* _INSTRUCTIONS TO FOLLOW_
All entries below need to be written out exactly, but without their pictures.

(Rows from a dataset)
---*---

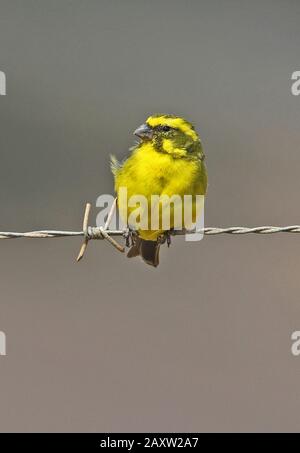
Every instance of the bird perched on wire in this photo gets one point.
(168, 160)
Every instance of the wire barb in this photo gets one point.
(89, 233)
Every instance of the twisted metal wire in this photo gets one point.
(97, 233)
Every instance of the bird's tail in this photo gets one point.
(148, 250)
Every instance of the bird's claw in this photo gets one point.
(130, 236)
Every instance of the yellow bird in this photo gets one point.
(168, 160)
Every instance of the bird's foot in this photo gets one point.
(130, 237)
(166, 237)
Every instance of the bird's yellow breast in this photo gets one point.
(149, 172)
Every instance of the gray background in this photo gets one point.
(202, 342)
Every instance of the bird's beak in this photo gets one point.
(144, 132)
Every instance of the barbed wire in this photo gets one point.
(90, 233)
(96, 232)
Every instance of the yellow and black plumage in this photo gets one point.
(168, 160)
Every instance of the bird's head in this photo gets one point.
(172, 135)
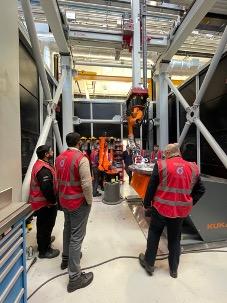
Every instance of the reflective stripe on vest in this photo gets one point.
(163, 186)
(72, 197)
(172, 203)
(69, 183)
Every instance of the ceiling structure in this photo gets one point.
(95, 37)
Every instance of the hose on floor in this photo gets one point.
(159, 258)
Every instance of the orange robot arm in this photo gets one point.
(136, 116)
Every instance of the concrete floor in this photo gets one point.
(113, 231)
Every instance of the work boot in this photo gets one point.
(173, 274)
(64, 263)
(50, 254)
(84, 280)
(149, 269)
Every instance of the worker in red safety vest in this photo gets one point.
(175, 186)
(94, 158)
(43, 199)
(75, 196)
(156, 154)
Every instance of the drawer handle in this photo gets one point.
(10, 252)
(10, 285)
(10, 265)
(10, 241)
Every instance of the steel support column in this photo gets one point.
(35, 48)
(91, 116)
(184, 132)
(57, 136)
(141, 136)
(207, 79)
(178, 118)
(162, 110)
(41, 99)
(43, 137)
(212, 142)
(144, 41)
(210, 139)
(67, 97)
(122, 129)
(212, 68)
(198, 141)
(136, 53)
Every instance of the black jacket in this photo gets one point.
(197, 191)
(45, 179)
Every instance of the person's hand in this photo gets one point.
(52, 205)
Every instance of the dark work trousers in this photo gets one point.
(95, 182)
(46, 217)
(174, 225)
(129, 173)
(73, 235)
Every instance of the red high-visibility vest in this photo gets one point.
(156, 156)
(177, 179)
(70, 191)
(36, 197)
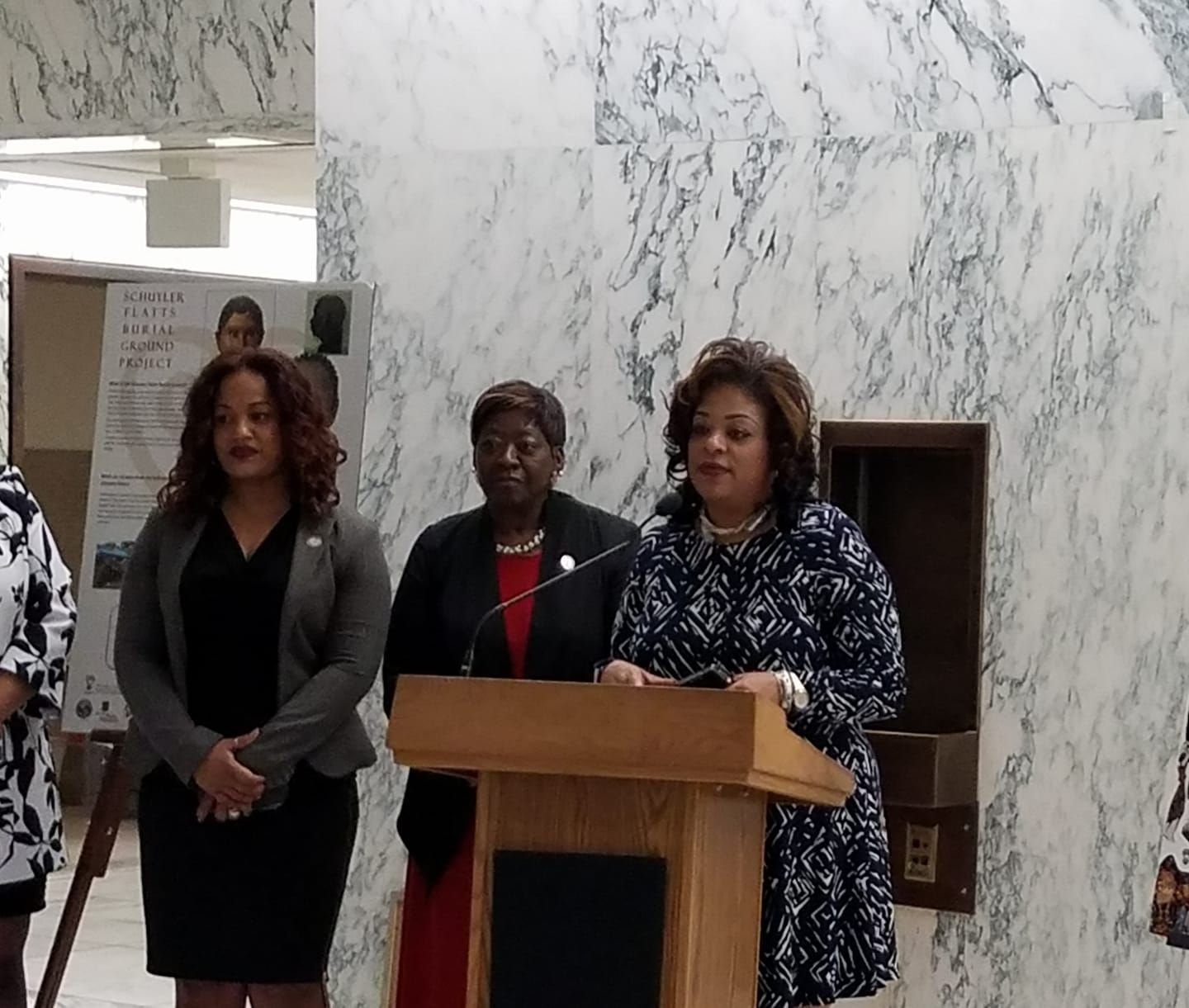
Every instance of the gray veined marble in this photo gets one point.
(73, 67)
(737, 69)
(1032, 278)
(477, 75)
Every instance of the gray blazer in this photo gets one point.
(333, 624)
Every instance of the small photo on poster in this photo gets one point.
(239, 319)
(319, 369)
(329, 322)
(111, 562)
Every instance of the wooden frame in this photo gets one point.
(929, 761)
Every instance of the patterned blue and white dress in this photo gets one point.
(37, 616)
(812, 598)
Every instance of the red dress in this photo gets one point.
(437, 924)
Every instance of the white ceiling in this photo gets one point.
(283, 173)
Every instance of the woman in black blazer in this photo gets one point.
(458, 570)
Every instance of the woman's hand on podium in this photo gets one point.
(619, 673)
(762, 684)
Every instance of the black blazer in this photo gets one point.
(450, 581)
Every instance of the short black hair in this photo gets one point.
(242, 305)
(324, 364)
(540, 405)
(326, 322)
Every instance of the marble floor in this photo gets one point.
(107, 968)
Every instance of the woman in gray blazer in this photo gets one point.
(253, 622)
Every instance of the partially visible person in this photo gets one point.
(253, 622)
(327, 324)
(524, 532)
(240, 324)
(38, 615)
(781, 594)
(322, 375)
(1165, 902)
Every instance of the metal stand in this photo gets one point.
(111, 805)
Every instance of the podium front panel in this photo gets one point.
(708, 838)
(580, 930)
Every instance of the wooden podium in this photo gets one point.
(680, 775)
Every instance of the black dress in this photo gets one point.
(256, 900)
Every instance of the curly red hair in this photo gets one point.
(312, 451)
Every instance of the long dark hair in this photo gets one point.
(312, 451)
(770, 380)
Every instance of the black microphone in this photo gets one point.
(669, 505)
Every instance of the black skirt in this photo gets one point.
(251, 902)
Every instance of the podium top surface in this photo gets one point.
(577, 729)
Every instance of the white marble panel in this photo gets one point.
(1031, 278)
(737, 69)
(473, 75)
(1048, 295)
(72, 67)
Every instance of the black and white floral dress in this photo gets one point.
(808, 597)
(37, 613)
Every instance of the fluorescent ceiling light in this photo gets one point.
(75, 145)
(242, 142)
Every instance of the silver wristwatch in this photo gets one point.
(793, 694)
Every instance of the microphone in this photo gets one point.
(669, 505)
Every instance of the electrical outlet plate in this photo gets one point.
(921, 854)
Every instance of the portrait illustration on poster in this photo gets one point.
(156, 340)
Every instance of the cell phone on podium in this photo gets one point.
(711, 678)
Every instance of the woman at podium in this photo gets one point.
(760, 585)
(459, 570)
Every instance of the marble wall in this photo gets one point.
(940, 211)
(116, 67)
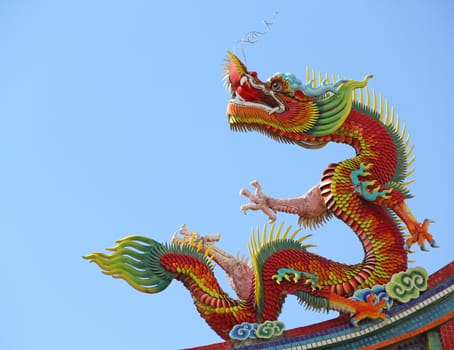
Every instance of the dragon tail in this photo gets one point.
(150, 267)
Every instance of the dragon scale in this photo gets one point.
(368, 192)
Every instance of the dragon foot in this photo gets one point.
(259, 201)
(419, 234)
(370, 309)
(295, 276)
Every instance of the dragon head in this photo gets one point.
(283, 107)
(276, 106)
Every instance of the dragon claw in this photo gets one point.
(419, 233)
(258, 201)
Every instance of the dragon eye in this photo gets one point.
(276, 85)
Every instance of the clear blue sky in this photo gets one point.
(113, 123)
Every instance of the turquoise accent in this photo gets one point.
(296, 84)
(363, 185)
(285, 274)
(265, 330)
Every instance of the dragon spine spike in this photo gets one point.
(287, 230)
(298, 230)
(265, 227)
(302, 238)
(387, 116)
(381, 107)
(279, 229)
(273, 226)
(374, 103)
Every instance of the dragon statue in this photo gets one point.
(367, 192)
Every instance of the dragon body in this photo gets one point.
(367, 192)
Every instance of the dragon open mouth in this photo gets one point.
(250, 93)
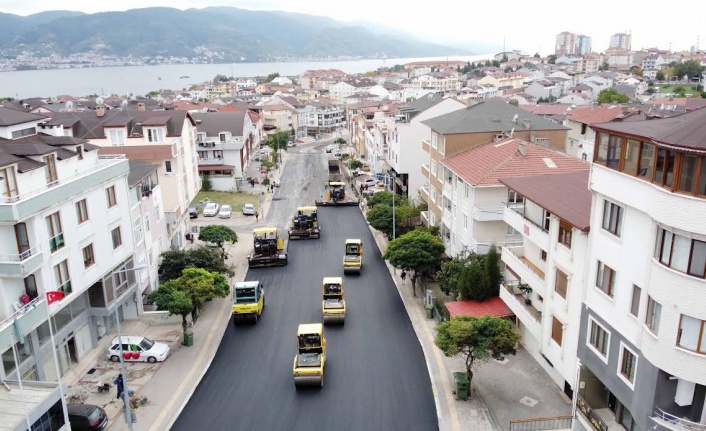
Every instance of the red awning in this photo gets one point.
(494, 307)
(208, 168)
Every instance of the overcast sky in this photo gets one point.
(526, 25)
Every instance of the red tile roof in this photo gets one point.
(494, 307)
(486, 164)
(588, 114)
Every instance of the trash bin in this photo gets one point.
(461, 384)
(188, 338)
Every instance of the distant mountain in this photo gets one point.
(221, 33)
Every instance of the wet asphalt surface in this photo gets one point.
(375, 377)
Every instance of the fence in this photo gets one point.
(542, 424)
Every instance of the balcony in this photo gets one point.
(35, 201)
(21, 264)
(527, 271)
(528, 315)
(529, 229)
(488, 213)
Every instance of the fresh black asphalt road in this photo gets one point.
(375, 377)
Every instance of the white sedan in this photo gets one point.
(224, 212)
(211, 209)
(248, 209)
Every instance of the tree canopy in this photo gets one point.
(175, 261)
(418, 251)
(611, 95)
(477, 338)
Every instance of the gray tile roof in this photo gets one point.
(213, 123)
(490, 116)
(12, 117)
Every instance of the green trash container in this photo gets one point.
(188, 338)
(461, 384)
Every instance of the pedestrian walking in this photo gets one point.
(120, 385)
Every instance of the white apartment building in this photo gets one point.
(225, 142)
(473, 198)
(552, 213)
(167, 138)
(642, 345)
(66, 224)
(405, 155)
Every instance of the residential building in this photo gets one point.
(566, 44)
(66, 228)
(552, 213)
(406, 130)
(472, 195)
(461, 130)
(225, 143)
(621, 40)
(167, 138)
(641, 348)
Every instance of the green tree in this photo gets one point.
(418, 251)
(479, 339)
(175, 261)
(169, 297)
(206, 184)
(610, 95)
(217, 234)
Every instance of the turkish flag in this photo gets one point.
(54, 296)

---*---

* _RESPONSE FOR THIS EXERCISE_
Every instance of the bird perched on wire in this photo gets one point.
(168, 160)
Every instance of the wire barb in this photo gets one point.
(89, 233)
Every instance of the twisted metal wire in this photo gets one point.
(97, 233)
Every instance of the bird's tail in this photo gets one point.
(148, 250)
Every instance of the bird's claw in this photo gets one point.
(130, 236)
Every instance of the yellow bird in this photo gets one point.
(168, 160)
Every instance of the bird's foot in this photo gets one point.
(130, 237)
(166, 237)
Every instance of the bird's yellow breast in this photo gets one point.
(149, 172)
Every instance of the gray background in this photo gets one point.
(202, 342)
Every instance of the bird's beak in this photo gets one point.
(144, 132)
Every instance of the barbed wire in this photo gets one point.
(90, 233)
(96, 232)
Every instance of the yellow and black plumage in this photo gets one point.
(168, 160)
Every instance of the bird's head in this photo gets one point.
(172, 135)
Every instance of the reflective stripe on vest in this photo gets one point.
(163, 186)
(72, 197)
(172, 203)
(69, 183)
Every instance of the ceiling structure in this photo gets one point.
(95, 37)
Every instance of the hose on floor in this photo gets one point.
(159, 258)
Every instance of the orange robot arm in this photo gets one point.
(136, 116)
Every instance of the concrete floor in this photo gets one point.
(113, 231)
Every instance of the work boot in this photo gets one point.
(173, 274)
(64, 263)
(50, 254)
(84, 280)
(149, 269)
Every instance of the worker in red safety vest in this photo gets one point.
(175, 186)
(94, 158)
(43, 199)
(75, 196)
(156, 154)
Every instance of the drawer handle in this photo gets one point.
(10, 252)
(10, 285)
(10, 265)
(10, 241)
Every instance of the steel support column in this photo gets one point.
(35, 48)
(91, 116)
(184, 132)
(57, 136)
(141, 136)
(207, 79)
(178, 118)
(162, 110)
(41, 99)
(43, 137)
(212, 142)
(144, 41)
(210, 139)
(67, 97)
(122, 129)
(212, 68)
(198, 141)
(136, 53)
Every instance of the black jacket in this photo gets one point.
(197, 191)
(45, 179)
Every instance of the person's hand in this photo gets one point.
(52, 205)
Every instance of the dark work trousers in this photo gets one point.
(95, 182)
(46, 217)
(174, 225)
(129, 173)
(73, 235)
Every instance of the red high-visibility vest in this photo gets one point.
(156, 156)
(177, 179)
(70, 191)
(36, 197)
Every instance of the gray veined marble in this photo gets one point.
(73, 67)
(737, 69)
(1032, 278)
(477, 75)
Every instance of the gray blazer in this photo gets one point.
(333, 624)
Every instance of the small photo on poster in this photo gets one point.
(239, 319)
(319, 369)
(329, 322)
(111, 562)
Every instance of the wooden frame in this photo gets one point.
(929, 761)
Every instance of the patterned blue and white dress in this photo gets one point.
(37, 616)
(812, 598)
Every instance of the red dress in this photo gets one point.
(437, 924)
Every instance of the white ceiling in this photo gets one point.
(283, 173)
Every instance of the woman in black blazer in this photo gets one point.
(458, 570)
Every instance of the woman's hand on podium in this photo gets one point.
(619, 673)
(762, 684)
Every instance of the black blazer in this photo gets one point.
(450, 581)
Every instance of the short black hair in this photo gets one point.
(242, 305)
(324, 364)
(540, 405)
(326, 322)
Every instance of the marble floor in this photo gets one point.
(107, 968)
Every instance of the woman in gray blazer in this photo gets one point.
(253, 622)
Every instance of the partially visible person in this photo gets one point.
(253, 622)
(327, 324)
(524, 532)
(240, 324)
(38, 615)
(781, 594)
(322, 375)
(1165, 902)
Every instance of the metal stand in this photo gets one point.
(111, 805)
Every instance of the podium front panel in this photo gets one point.
(708, 838)
(580, 930)
Every instance of the wooden podium in this photo gets one point.
(680, 775)
Every instance of the black dress in this photo gets one point.
(256, 900)
Every instance of the curly red hair in this photo gets one point.
(312, 451)
Every instance of the long dark hair in this photo gets one point.
(312, 451)
(770, 380)
Every instance of the black microphone in this photo gets one point.
(669, 505)
Every instance of the black skirt in this photo gets one point.
(251, 902)
Every instance of the podium top surface in this photo gets one point.
(577, 729)
Every instance of the white marble panel in this photo gets one point.
(1031, 278)
(737, 69)
(473, 75)
(1048, 295)
(72, 67)
Every instance of the black and white floral dress in this photo gets one point.
(808, 597)
(37, 613)
Every instance of the fluorescent ceiling light in this photo gets one point.
(75, 145)
(242, 142)
Every instance of the silver wristwatch in this photo gets one point.
(793, 694)
Every instance of the microphone in this photo gets one point.
(669, 505)
Every instance of the electrical outlet plate in this photo gets one point.
(921, 854)
Every instance of the portrait illustration on poster in this photo gets one point.
(156, 340)
Every instance of the cell phone on podium in this photo gets one point.
(711, 678)
Every instance of the woman at podium in this photo gets one point.
(760, 585)
(459, 570)
Every instance of the marble wall in this photo gets one point.
(940, 211)
(116, 67)
Every instance of the dragon tail in this photo gets one point.
(150, 267)
Every instance of the dragon scale in this photo gets one point.
(368, 192)
Every instance of the dragon foot in this photo gets one point.
(259, 201)
(419, 234)
(370, 309)
(295, 276)
Every instance of the dragon head in this photo gets one point.
(283, 107)
(276, 106)
Every instance of the dragon claw in this photo gets one point.
(419, 233)
(258, 201)
Every instance of the dragon eye in this photo gets one point.
(276, 85)
Every instance of the clear blue sky in this photo gets one point.
(113, 123)
Every instance of the turquoise accent in this photo gets one point.
(296, 84)
(363, 185)
(285, 274)
(265, 330)
Every instance of the dragon spine spike in this photo gets one point.
(287, 230)
(298, 230)
(265, 227)
(302, 238)
(387, 116)
(381, 107)
(279, 229)
(273, 226)
(374, 103)
Every instance of the dragon statue in this photo gets one point.
(367, 192)
Every instance of the dragon body in this photo gets one point.
(367, 192)
Every instance of the dragon open mouth in this photo gets one point.
(250, 93)
Every instance of the red awning in this photo gets one point.
(494, 307)
(208, 168)
Every instance of the overcast sky in this photo gets one point.
(526, 25)
Every instance of the red tile roof in this photo gets one point.
(494, 307)
(486, 164)
(588, 114)
Every instance of the trash bin in this photo gets one point.
(461, 384)
(188, 338)
Every instance of the distant mountain in this photo gets one point.
(221, 33)
Every instance of the wet asphalt surface in this photo gets one point.
(375, 377)
Every instance of the fence in this photo gets one point.
(542, 424)
Every instance of the balcony in this photo gets one point.
(35, 201)
(21, 264)
(527, 271)
(528, 315)
(529, 229)
(488, 213)
Every instance of the fresh black asphalt road in this photo gets one point.
(375, 377)
Every instance of the white sedan in this photo gets one point.
(224, 212)
(211, 209)
(248, 209)
Every instance of the tree canopy in this photo gets one point.
(175, 261)
(418, 251)
(611, 95)
(477, 338)
Every instance of the gray tile roof in this photo gets one point.
(213, 123)
(490, 116)
(12, 117)
Every instance of the green trash container in this photo gets one point.
(188, 338)
(461, 384)
Every instance of the pedestrian walking in this photo gets one point.
(120, 385)
Every instance of the white apartment building in this photo gets one point.
(225, 142)
(473, 198)
(552, 213)
(167, 138)
(642, 345)
(66, 224)
(405, 155)
Every instance of the residential building in this photo gets one point.
(566, 44)
(66, 228)
(552, 213)
(406, 130)
(472, 195)
(461, 130)
(225, 143)
(621, 40)
(167, 138)
(641, 348)
Every instance of the green tree in this photo gets one point.
(418, 251)
(479, 339)
(175, 261)
(169, 297)
(206, 184)
(610, 95)
(217, 234)
Every instance of the turkish flag in this photo gets one point.
(54, 296)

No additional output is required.